* Requirement A *
From the article on Sharpe hospital, answer each question in a line of its own:
(i) What budget amount drew scrutiny for DHHR?
(ii) When did Bill Crouch retire?
(iii) According to Summers, what share of the injuries are patient on patient?
* Requirement B *
Please copy the article on Sharpe hospital from "Legislation could include" to "for a patient.", substituting "electronic records system" for "electronic health system".

* Extract provided *
• • •

Lawmakers passed legislation to split the behemoth health department into three departments in an effort to improve outcomes after DHHR faced scrutiny for its $7.5 billion budget alongside poor outcomes in health and for vulnerable populations in its care.

Folio, who previously worked for DHHR, brought ongoing issues at Sharpe to former DHHR Secretary Bill Crouch, who retired at the end of 2022 after coming under fire for issues with the intellectually and developmentally disabled (IDD) community, alleged abuse and neglect issues at the state’s psychiatric hospitals and pervasive child welfare problems.

Folio said he now meets weekly with DHHR employees to discuss the treatment of patients with disabilities. Multiple offers to meet with Caruso have been ignored, though, he said.

Patient overcrowding outlined in inspection

Summers and Del. Adam Burkhammer, R-Lewis, who attended the tour, noted that the Sharpe visit, while overwhelmingly positive, was a reminder of issues that need to be addressed through legislation.

“At the conclusion of the discussion, legislators pledged to work cooperatively with [the Office of Health Facilities] to address its needs in the upcoming legislative session,” Holstein said in an email.

Legislation could include allocating funding to replace an outdated electronic health system and address overcrowding through a new hospital wing with one-person rooms, Summers explained.

The June inspection report showed that while the hospital was supposed to have two patients in each room, the facility’s “bed crisis” led investigators to find a dozen rooms holding three patients. In another part of the facility, a windowless visitation room was being used as a bedroom for a patient.

“We are paying attention, and we are concerned,” Summers said.

She added that the Legislature must address the “high number of injuries” occuring on-site.

“70% of those [injuries] are patient on patient,” she said. “It’s concerning.”

Burkhammer represents the area where Sharpe is located. He said he has received numerous calls in the last few years about safety and injuries at the psychiatric hospital.

“I want to make sure we’re doing everything in our power possible as the state Legislature [to make sure] that our state employees are safe on the job,” he said.

• • •

* Supplied data *
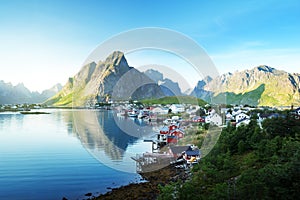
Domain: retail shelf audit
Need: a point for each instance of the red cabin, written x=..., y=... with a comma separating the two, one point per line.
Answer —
x=172, y=139
x=177, y=132
x=172, y=127
x=164, y=130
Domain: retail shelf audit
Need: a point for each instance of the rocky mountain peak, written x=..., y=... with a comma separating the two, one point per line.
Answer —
x=265, y=68
x=116, y=58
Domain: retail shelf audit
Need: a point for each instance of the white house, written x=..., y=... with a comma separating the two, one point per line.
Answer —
x=215, y=119
x=241, y=117
x=244, y=121
x=177, y=108
x=297, y=111
x=159, y=110
x=236, y=111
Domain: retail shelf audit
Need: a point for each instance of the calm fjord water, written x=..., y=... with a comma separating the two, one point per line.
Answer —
x=65, y=154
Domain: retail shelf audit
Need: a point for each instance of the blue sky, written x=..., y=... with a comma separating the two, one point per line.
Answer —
x=45, y=42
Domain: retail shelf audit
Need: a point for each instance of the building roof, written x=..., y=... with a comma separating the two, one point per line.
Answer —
x=195, y=152
x=180, y=149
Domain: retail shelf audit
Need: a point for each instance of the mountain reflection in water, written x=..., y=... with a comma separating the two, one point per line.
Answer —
x=107, y=136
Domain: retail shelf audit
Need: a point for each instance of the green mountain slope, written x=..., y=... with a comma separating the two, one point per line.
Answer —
x=110, y=78
x=263, y=85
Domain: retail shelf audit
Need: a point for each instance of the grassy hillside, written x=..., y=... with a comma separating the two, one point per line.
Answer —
x=247, y=163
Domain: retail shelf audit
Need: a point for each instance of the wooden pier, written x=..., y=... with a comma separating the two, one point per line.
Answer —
x=148, y=162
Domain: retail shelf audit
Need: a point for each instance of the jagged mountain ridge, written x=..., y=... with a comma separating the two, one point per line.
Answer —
x=96, y=82
x=169, y=87
x=18, y=94
x=262, y=85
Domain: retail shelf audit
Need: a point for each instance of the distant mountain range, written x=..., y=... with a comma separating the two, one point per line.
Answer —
x=262, y=85
x=10, y=94
x=168, y=87
x=114, y=79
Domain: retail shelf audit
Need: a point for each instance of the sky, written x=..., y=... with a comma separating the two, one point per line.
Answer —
x=45, y=42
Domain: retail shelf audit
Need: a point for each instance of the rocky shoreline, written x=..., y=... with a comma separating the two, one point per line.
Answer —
x=146, y=190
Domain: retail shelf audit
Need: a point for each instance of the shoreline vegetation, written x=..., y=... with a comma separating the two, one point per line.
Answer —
x=146, y=190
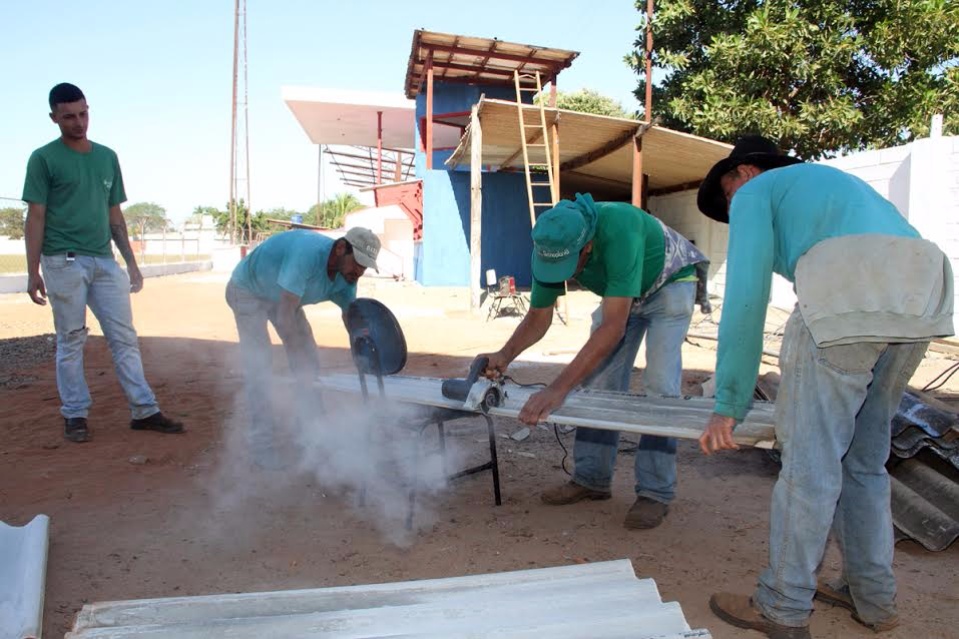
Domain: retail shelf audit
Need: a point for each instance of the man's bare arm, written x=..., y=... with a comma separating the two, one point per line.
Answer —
x=33, y=236
x=118, y=230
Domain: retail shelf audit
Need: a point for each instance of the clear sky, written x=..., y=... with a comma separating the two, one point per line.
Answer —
x=158, y=78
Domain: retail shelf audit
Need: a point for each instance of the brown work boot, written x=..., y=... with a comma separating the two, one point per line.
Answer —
x=570, y=493
x=840, y=596
x=646, y=513
x=739, y=611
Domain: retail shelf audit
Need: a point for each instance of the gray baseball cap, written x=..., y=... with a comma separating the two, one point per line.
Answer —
x=366, y=246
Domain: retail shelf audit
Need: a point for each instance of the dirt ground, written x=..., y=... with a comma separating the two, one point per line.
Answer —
x=137, y=515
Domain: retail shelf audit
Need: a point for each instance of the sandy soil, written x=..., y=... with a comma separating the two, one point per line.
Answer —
x=146, y=515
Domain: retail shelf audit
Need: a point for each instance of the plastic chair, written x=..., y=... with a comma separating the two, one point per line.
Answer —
x=505, y=298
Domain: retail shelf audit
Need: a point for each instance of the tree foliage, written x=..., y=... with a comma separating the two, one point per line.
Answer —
x=146, y=217
x=11, y=222
x=331, y=213
x=588, y=101
x=819, y=76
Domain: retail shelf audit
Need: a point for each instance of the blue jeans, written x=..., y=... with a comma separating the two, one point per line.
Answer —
x=664, y=317
x=833, y=419
x=100, y=283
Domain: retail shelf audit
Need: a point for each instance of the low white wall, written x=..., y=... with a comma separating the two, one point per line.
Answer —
x=18, y=283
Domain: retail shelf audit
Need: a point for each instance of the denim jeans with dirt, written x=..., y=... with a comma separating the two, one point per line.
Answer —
x=72, y=284
x=833, y=416
x=663, y=318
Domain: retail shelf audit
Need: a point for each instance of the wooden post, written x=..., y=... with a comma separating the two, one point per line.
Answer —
x=637, y=199
x=379, y=147
x=429, y=110
x=476, y=207
x=649, y=62
x=554, y=141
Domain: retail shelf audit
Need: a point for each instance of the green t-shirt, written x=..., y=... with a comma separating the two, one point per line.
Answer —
x=627, y=258
x=78, y=190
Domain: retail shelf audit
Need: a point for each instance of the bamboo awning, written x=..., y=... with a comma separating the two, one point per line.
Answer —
x=596, y=152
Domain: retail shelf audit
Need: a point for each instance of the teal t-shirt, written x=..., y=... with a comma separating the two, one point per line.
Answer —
x=78, y=190
x=293, y=261
x=628, y=256
x=773, y=220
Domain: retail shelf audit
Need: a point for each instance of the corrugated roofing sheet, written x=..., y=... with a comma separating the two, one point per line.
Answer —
x=546, y=602
x=23, y=569
x=594, y=149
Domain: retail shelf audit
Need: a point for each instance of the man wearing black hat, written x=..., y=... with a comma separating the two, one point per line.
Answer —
x=872, y=293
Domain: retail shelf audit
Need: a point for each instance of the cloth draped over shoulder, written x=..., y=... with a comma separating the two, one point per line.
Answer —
x=875, y=288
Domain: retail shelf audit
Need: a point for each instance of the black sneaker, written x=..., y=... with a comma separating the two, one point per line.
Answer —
x=75, y=429
x=158, y=422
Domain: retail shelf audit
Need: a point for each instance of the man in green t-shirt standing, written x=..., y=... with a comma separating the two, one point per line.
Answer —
x=74, y=189
x=645, y=273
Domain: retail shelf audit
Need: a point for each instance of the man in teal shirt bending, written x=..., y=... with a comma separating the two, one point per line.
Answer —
x=645, y=273
x=271, y=285
x=871, y=295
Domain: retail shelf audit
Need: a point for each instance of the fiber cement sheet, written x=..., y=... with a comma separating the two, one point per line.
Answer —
x=546, y=602
x=23, y=569
x=681, y=417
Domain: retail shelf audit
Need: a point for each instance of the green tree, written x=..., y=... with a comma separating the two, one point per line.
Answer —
x=146, y=217
x=819, y=76
x=331, y=213
x=588, y=101
x=11, y=222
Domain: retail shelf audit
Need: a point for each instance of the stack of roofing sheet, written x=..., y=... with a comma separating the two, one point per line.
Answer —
x=595, y=601
x=925, y=492
x=23, y=569
x=918, y=425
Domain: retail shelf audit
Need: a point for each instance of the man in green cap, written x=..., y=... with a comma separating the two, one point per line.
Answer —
x=645, y=273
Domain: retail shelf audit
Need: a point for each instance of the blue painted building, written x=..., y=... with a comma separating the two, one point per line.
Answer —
x=466, y=69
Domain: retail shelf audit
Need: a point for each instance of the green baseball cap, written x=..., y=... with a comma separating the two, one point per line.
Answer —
x=558, y=237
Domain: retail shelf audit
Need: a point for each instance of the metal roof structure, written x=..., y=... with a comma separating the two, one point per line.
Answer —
x=596, y=152
x=334, y=116
x=357, y=165
x=545, y=602
x=469, y=60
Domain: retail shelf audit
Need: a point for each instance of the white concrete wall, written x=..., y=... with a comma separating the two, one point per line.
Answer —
x=921, y=179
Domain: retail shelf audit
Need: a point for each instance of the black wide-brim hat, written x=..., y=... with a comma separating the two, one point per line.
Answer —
x=750, y=149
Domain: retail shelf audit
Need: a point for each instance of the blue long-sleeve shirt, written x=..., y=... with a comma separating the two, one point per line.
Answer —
x=773, y=220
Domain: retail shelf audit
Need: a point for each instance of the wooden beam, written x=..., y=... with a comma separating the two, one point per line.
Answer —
x=554, y=140
x=440, y=65
x=599, y=152
x=604, y=180
x=476, y=208
x=649, y=61
x=429, y=111
x=637, y=198
x=379, y=147
x=666, y=190
x=552, y=65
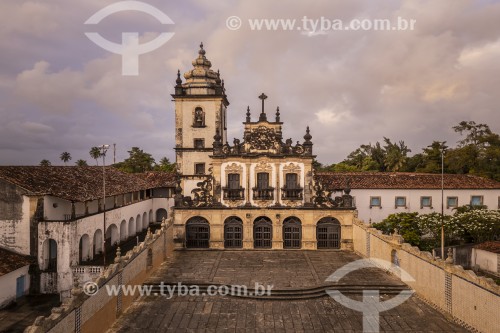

• • •

* Output A *
(i) $7.5 billion
(ii) At the end of 2022
(iii) 70%

* Output B *
Legislation could include allocating funding to replace an outdated electronic records system and address overcrowding through a new hospital wing with one-person rooms, Summers explained.

The June inspection report showed that while the hospital was supposed to have two patients in each room, the facility’s “bed crisis” led investigators to find a dozen rooms holding three patients. In another part of the facility, a windowless visitation room was being used as a bedroom for a patient.